AIM OF THE TASK:
Write out again every line from the one containing "pin: the air" through the last line, including the lines with no coordinates, and offset each x and y coordinate by adding 11.

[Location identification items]
------------------------------------------------------------------------

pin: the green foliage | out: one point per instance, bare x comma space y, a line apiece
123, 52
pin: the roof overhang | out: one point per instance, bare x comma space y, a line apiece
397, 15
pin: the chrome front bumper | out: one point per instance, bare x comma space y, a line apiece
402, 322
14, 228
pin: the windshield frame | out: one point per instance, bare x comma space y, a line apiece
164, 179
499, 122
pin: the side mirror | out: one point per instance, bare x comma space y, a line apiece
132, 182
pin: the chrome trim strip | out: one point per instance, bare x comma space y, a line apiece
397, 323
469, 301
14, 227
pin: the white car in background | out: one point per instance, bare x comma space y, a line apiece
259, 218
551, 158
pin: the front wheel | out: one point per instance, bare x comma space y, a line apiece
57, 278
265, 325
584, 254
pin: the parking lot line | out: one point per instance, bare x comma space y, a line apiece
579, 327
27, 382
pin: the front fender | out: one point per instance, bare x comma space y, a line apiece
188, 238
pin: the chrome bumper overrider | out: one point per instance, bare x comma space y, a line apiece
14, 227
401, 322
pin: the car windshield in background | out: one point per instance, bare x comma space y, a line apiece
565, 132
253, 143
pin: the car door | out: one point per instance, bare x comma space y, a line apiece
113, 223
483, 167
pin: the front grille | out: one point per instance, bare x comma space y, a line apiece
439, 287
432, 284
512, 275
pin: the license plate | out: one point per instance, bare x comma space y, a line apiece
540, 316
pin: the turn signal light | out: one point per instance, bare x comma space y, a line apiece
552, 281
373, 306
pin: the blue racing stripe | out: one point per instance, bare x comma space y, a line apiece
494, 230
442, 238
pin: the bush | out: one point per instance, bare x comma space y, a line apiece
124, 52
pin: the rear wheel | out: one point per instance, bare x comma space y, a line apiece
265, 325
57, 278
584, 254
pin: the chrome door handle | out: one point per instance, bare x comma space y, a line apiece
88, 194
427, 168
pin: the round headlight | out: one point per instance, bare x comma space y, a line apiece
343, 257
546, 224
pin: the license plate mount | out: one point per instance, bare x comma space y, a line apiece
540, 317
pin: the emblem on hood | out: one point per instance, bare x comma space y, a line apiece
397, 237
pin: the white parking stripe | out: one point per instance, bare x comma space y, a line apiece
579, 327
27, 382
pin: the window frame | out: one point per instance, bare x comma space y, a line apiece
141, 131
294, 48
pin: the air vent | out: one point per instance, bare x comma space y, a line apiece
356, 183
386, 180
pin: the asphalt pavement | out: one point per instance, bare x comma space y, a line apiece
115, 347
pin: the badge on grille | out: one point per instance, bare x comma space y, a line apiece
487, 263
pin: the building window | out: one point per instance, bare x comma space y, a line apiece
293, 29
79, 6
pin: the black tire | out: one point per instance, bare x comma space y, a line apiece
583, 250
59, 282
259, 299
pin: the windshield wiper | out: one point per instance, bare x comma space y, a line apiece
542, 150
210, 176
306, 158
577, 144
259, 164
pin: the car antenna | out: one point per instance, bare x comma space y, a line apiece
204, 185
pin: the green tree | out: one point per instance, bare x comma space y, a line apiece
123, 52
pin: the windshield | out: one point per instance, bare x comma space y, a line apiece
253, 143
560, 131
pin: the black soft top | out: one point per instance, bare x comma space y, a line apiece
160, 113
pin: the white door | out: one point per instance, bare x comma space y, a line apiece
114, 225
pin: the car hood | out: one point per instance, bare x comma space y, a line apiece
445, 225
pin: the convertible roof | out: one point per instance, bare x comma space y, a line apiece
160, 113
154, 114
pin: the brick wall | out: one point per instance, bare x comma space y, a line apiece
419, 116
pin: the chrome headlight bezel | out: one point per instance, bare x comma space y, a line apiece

------------------------------------------------------------------------

TASK RESULT:
pin: the air vent | out: one point per instance, bare x comma space y, a line apiece
367, 194
397, 191
pin: the asphalt pavement | out: one point per instance, bare x comma space y, a line apiece
126, 358
pin: the badge on grille | out: one point per instance, bare x comma space y, a line apiece
498, 274
pin: the building window | out: one point per instance, bare x comma space y, a line apiece
304, 40
90, 17
pin: the black tire | out: one point per instance, bare x comma space y, a line apiece
594, 261
70, 293
270, 310
pin: the windshield wiper | out: one point per instance, bare x comma space y, a line apiece
553, 161
221, 187
317, 169
588, 155
270, 175
pin: the car antenna | out: one point per instance, bare x comma space y, a line apiece
215, 196
pin: the green tree | out: one point per instance, bare x comma space y, a line apiece
134, 63
pin: the windshield | out: one point per instance, bare x comma space y, a line apiece
264, 154
571, 142
pin: the black soft top | out: one point per instance, bare x comma space y, a line apiece
171, 124
pin: the white door | out: one point per instance, bare x comma space y, a line apiece
125, 236
pin: the car hood | out: one point per instance, bare x comma space y, a line apiece
456, 236
pin: the convertible roof | out: one point per instance, bare x comma space y, a line apiece
171, 124
165, 125
pin: the brick wall | out: one point per instance, bare x comma space y, a line apiece
430, 127
pin: the chrome headlight bezel | out: one point per instance, bare x comma space y, a line apiece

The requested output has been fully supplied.